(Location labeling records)
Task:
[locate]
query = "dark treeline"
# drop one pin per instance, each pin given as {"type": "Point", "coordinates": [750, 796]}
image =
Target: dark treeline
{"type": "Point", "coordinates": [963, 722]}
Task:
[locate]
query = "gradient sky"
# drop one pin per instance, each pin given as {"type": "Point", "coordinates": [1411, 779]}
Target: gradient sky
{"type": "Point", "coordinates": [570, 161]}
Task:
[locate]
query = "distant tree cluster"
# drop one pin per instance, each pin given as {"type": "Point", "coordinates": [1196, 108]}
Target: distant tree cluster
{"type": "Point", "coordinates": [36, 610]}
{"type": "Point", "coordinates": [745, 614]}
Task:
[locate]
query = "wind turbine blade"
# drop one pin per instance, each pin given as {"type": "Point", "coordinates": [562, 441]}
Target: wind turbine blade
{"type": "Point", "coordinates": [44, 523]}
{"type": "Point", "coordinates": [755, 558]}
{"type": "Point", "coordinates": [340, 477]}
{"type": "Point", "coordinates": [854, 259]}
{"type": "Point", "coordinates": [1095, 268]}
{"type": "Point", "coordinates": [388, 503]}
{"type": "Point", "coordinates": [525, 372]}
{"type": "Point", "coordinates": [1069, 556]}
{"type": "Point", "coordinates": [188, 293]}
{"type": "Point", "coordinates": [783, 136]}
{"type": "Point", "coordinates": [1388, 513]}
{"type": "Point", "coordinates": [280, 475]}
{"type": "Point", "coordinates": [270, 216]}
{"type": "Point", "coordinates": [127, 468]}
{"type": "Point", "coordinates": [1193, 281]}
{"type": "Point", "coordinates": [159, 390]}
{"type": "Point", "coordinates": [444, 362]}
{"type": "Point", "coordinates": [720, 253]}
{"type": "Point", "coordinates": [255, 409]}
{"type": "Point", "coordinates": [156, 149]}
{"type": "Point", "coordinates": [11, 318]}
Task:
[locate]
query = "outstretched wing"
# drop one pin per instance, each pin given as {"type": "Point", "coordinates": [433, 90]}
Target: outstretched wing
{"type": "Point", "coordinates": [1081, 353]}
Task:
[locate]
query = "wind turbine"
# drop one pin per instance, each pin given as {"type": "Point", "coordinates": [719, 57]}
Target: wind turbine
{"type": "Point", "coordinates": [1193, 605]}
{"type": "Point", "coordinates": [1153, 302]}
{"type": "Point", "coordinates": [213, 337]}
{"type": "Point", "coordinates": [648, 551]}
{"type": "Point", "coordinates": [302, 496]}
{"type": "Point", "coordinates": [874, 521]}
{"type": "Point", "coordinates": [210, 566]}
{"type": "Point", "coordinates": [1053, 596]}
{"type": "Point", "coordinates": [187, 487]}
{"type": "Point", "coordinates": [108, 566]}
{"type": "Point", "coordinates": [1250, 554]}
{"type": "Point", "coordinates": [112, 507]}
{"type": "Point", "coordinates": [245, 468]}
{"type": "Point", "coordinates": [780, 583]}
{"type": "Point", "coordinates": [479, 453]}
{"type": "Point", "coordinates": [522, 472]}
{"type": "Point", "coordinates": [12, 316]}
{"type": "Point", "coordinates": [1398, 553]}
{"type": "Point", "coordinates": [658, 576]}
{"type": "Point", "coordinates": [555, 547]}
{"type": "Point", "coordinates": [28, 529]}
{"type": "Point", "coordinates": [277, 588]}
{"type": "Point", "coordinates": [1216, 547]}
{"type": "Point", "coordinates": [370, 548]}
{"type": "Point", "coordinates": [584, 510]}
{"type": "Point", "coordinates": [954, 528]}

Required work = Count the lines in the data above that contain the string "outstretched". State only the number.

The result = 2